#### [EXERCISE INSTRUCTIONS]
The full set of entries needs to be reproduced exactly.

Point localization data:
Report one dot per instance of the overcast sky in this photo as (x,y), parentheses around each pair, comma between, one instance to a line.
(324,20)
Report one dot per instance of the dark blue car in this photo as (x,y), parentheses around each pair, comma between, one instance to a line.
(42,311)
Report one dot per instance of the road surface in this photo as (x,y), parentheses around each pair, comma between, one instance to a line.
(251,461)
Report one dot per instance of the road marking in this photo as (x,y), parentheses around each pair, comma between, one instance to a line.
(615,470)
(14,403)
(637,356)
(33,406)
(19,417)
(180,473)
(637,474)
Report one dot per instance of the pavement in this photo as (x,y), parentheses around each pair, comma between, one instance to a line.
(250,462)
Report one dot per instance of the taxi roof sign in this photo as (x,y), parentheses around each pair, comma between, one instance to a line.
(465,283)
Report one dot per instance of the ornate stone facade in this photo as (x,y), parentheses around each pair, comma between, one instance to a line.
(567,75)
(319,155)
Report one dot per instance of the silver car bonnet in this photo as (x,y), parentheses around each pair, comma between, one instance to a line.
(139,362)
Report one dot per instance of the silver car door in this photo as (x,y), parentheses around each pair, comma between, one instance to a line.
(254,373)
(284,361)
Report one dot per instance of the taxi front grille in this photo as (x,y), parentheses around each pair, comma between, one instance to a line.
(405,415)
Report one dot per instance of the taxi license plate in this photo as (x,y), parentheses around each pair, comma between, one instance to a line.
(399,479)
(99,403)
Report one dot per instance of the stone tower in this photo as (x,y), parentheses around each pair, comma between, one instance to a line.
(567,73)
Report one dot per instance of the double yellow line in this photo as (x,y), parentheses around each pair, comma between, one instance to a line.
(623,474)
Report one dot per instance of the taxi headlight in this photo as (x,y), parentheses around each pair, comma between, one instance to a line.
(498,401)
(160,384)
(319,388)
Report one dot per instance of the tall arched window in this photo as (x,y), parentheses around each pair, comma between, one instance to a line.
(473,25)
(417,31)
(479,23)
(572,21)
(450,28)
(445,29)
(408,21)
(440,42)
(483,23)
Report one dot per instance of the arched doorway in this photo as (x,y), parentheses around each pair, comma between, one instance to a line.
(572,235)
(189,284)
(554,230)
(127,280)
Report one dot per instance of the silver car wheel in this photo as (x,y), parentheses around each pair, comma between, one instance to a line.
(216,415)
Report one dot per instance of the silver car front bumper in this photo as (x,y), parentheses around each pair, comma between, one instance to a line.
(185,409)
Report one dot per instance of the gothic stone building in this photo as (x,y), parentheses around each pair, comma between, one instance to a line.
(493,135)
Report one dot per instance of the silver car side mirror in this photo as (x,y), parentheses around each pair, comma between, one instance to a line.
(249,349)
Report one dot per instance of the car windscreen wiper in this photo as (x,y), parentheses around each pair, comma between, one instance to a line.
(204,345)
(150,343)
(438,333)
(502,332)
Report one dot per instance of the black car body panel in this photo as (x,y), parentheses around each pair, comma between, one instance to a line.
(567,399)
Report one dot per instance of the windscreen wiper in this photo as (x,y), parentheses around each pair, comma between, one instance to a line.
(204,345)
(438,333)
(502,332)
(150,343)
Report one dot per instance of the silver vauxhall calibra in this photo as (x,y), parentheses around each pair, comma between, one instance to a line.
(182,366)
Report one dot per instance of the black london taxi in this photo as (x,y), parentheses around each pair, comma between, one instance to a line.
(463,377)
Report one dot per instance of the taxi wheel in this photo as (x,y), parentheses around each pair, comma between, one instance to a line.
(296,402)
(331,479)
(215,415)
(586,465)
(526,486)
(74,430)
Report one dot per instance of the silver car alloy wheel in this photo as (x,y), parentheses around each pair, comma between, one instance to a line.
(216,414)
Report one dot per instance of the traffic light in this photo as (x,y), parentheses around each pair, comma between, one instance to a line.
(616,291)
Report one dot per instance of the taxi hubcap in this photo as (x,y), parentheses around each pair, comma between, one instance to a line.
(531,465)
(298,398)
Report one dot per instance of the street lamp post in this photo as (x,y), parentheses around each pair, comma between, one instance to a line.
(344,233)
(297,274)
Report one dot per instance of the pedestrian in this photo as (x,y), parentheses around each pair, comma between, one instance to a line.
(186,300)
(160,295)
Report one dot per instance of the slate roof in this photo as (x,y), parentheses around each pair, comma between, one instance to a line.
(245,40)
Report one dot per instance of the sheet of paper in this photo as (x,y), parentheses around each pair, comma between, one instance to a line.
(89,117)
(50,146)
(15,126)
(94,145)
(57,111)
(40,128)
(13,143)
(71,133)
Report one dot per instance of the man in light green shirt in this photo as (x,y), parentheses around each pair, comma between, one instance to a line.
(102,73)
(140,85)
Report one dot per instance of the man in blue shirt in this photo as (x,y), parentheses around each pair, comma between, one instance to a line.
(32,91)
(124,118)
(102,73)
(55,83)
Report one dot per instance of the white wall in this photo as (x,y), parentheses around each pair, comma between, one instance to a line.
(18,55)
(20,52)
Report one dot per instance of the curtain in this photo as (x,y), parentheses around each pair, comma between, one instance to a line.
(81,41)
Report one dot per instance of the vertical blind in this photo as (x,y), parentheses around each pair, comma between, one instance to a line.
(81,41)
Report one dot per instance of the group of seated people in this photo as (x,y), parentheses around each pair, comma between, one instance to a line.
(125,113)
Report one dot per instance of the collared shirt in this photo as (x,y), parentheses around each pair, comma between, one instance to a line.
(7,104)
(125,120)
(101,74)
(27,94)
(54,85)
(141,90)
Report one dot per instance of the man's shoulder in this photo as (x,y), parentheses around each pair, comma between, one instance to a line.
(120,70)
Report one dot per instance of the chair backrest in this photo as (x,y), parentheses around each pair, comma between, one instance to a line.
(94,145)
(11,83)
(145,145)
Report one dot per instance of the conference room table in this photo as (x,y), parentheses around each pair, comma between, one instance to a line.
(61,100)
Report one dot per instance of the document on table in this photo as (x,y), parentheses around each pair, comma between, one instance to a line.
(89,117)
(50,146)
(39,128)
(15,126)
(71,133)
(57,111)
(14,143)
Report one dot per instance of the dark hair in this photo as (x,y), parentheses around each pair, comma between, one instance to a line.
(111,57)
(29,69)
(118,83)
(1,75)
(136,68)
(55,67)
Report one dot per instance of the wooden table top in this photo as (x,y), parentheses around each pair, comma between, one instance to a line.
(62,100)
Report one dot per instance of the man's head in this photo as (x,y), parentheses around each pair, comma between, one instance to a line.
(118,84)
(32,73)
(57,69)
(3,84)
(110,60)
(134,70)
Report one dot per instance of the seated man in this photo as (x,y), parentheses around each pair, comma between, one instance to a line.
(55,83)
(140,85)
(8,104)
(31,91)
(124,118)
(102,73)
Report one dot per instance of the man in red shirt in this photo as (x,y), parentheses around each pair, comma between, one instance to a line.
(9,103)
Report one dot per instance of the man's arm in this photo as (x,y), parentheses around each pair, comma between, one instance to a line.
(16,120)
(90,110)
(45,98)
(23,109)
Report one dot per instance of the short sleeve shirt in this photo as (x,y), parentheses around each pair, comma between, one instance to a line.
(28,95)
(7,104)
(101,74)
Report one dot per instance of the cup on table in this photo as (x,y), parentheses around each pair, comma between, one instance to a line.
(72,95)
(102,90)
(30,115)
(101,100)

#### [TASK SOLUTION]
Report one dot per instance of the overcast sky in this photo as (x,y), parentheses around each pair, comma between, one instance to a line.
(324,20)
Report one dot per instance of the dark blue car in this photo as (x,y), parentheses around each pair, comma between, one instance to a line.
(42,311)
Report one dot per instance of the road surface in this photo as (x,y), parentheses around each pair, comma between, one instance to a line.
(251,461)
Report one dot per instance of the road marking in this photo as (x,y), parentheses around each pair, comma between, one instance to a line.
(615,470)
(14,403)
(637,356)
(33,406)
(19,417)
(180,473)
(637,474)
Report one dot per instance of the pavement in this photo as (x,y), parentheses around each pair, comma between, one instance to a line.
(250,462)
Report one dot per instance of the taxi roof sign in this photo as (x,y), parentheses around each pair, comma between, one instance to a line.
(465,283)
Report one dot per instance of the ornate stone facade in this photo as (x,y), parentheses around each pair, comma between, one instance to a line.
(567,75)
(319,155)
Report one dot per instance of the silver car bonnet in this photo as (x,y), parentheses around each pair, comma between, one instance to a line.
(139,362)
Report one dot per instance of the silver car door in this photo as (x,y), parentheses around each pair, comma between, one instance to a line.
(254,373)
(284,361)
Report one dot per instance of the taxi front grille in this photo as (x,y), parentheses around each pair, comma between, one instance to a line.
(405,415)
Report one dot per instance of the taxi license plate in this photo as (x,y), parentheses around each pair, comma between, one instance to a line.
(399,479)
(99,403)
Report one dot per instance of the stone tower in this photo as (x,y), parentheses around each pair, comma between, one instance to a line.
(567,73)
Report one dot per instance of the double yellow line in this photo as (x,y), parentheses around each pair, comma between, one instance to a line.
(623,474)
Report one dot per instance of the taxi headlight in this photo as (x,y), parentheses around each pair, comma between, one instance to a line.
(498,401)
(160,384)
(319,388)
Report one dot per instance of the tall arched window in this photo as (x,y), parentheses around each pair, comma between, one instance to a line.
(473,25)
(417,31)
(479,23)
(572,21)
(450,28)
(445,29)
(408,21)
(440,42)
(483,23)
Report one dot per instance of the arched doorway in this photo as (x,y), parentheses around each pair, comma between, one instance to a line.
(572,235)
(189,284)
(554,230)
(127,280)
Report one dot per instance of the silver car wheel in this photo as (x,y), parentheses around each pair, comma between, one instance to a line.
(216,415)
Report one dot per instance of the silver car front bumper in this photo as (x,y), parentheses around each pair, comma between, one instance to a line.
(185,409)
Report one dot per instance of the gothic stone building in this photo as (x,y), parentheses around each pair, comma between, one instance to a line.
(493,135)
Report one dot per instance of the silver car side mirror in this photo as (x,y), parentheses around each pair, comma between, one instance to a line.
(249,349)
Report one dot per instance of the car windscreen wiper in this photo as (x,y), parentheses around each pair, comma between, one instance to a line.
(204,345)
(150,343)
(438,333)
(502,332)
Report one dot per instance of the black car body panel in this photo as (x,y), parentheses around each pair, comma between, one instance to a line.
(567,399)
Report one dot per instance of the windscreen wiper in this photo as (x,y), parentheses around each pair, comma between, one instance to a line.
(204,345)
(438,333)
(502,332)
(150,343)
Report one dot per instance of the silver vauxhall calibra in this photo as (x,y), parentheses around each pair, comma between, one instance to a line.
(182,366)
Report one dot per instance of the black london taxi in this photo as (x,y), parentheses around each pair, comma between, one instance to a line.
(463,377)
Report one dot per instance of the taxi wheel in this photo as (x,y), parentheses around each pair, comma between, one instance to a line.
(296,402)
(331,479)
(215,415)
(586,465)
(526,486)
(74,430)
Report one dot per instance of the silver car alloy wheel in this photo as (x,y), parentheses around each pair, comma between, one instance to a line.
(216,414)
Report one dot per instance of the traffic light in this photo as (x,y), parentheses around each pair, comma between, one instance to a line.
(616,291)
Report one dot per instance of the taxi hubcap in this photo as (x,y), parentheses around each pair, comma between, one instance to a line.
(531,465)
(298,398)
Report one dot per instance of the street lamp post in this photo as (x,y), parentheses around each pair, comma between, one instance to a line.
(344,233)
(297,274)
Report one dot per instance of the pedestrian in this photo as (x,y), parentheses around each pair, comma between, one instance to a line.
(186,300)
(160,295)
Report one dot per instance of the slate roof in this photo as (x,y), parentheses around each pair, comma between, one instance to a line.
(245,40)
Report one dot per instance of the sheet of paper in this photo as (x,y), parentheses around each pair, comma between, one instance to a line.
(89,117)
(50,146)
(15,126)
(94,145)
(57,111)
(40,128)
(13,143)
(71,133)
Report one dot per instance of the man in light green shirt in this photo as (x,y), parentheses around each pair, comma between, one instance to a line.
(102,73)
(140,85)
Report one dot per instance of the man in blue shirt in this photo as (x,y), parentheses around each pair, comma between, one instance to a line.
(32,91)
(124,118)
(102,73)
(55,83)
Report one dot per instance of the white wall in this photo as (x,y), parentheses around each pair, comma between, one instance to a line.
(18,55)
(20,52)
Report one dot per instance of the curtain in this photo as (x,y), parentheses around each pair, comma between, one instance to a line.
(81,41)
Report one dot per instance of the vertical blind in this photo as (x,y), parentheses around each pair, comma between, one instance to a line.
(81,41)
Report one dot per instance of the group of seated people in this photo as (x,y), parentheses around each pair, comma between, one instance to a line.
(125,113)
Report one dot per instance of the collared shirt in this photo as (x,y), parentheses around each pair, comma between, one instance to a line.
(7,104)
(125,120)
(101,74)
(27,94)
(54,85)
(141,90)
Report one dot per instance of the man's shoulder in this photo as (x,y), parentheses around each pair, comma between, one instance to a line.
(120,70)
Report one dot per instance of the chair backrest in this photo as (x,y), parentheses around each pair, comma between, one instance to a line.
(94,145)
(11,83)
(145,145)
Report one dot per instance of the conference room table in this photo as (x,y), parentheses around each pair, comma between, one instance to a line.
(61,100)
Report one dot per instance of the document on table in this photo as (x,y), parentheses around each pair, comma between, one instance to a line.
(89,117)
(50,146)
(39,128)
(15,126)
(71,133)
(57,111)
(14,143)
Report one dot per instance of the dark hair in this photo as (x,y), parentheses around each pair, comma between, one instance to a line.
(111,57)
(29,69)
(118,83)
(1,75)
(136,68)
(55,67)
Report one dot per instance of the wooden table top in this photo as (x,y), parentheses around each pair, comma between, one instance to a line.
(62,100)
Report one dot per instance of the man's head in this photo as (x,y), parentheses around each pair, comma between, one instance to a line.
(118,84)
(32,73)
(57,69)
(3,84)
(110,60)
(134,70)
Report one dot per instance of the seated man in this photo as (x,y), parentheses around each pair, comma between, one instance to a line.
(55,83)
(140,85)
(8,104)
(31,91)
(124,118)
(102,73)
Report one dot per instance of the man in red shirt in this photo as (x,y), parentheses around each pair, comma between, one instance to a line.
(9,103)
Report one dot per instance of the man's arm in this photo as (x,y), parentheses around each pair, comma between, one instance to a line.
(16,120)
(90,110)
(45,98)
(23,109)
Report one dot per instance of the short sleeve shirt in this photo as (x,y), parentheses around each pair, comma between, one instance to a line.
(28,95)
(7,104)
(101,74)
Report one dot per instance of the cup on table in this photo as (x,y), parentheses around each pair, comma between, one instance to a line.
(72,95)
(102,90)
(30,115)
(101,100)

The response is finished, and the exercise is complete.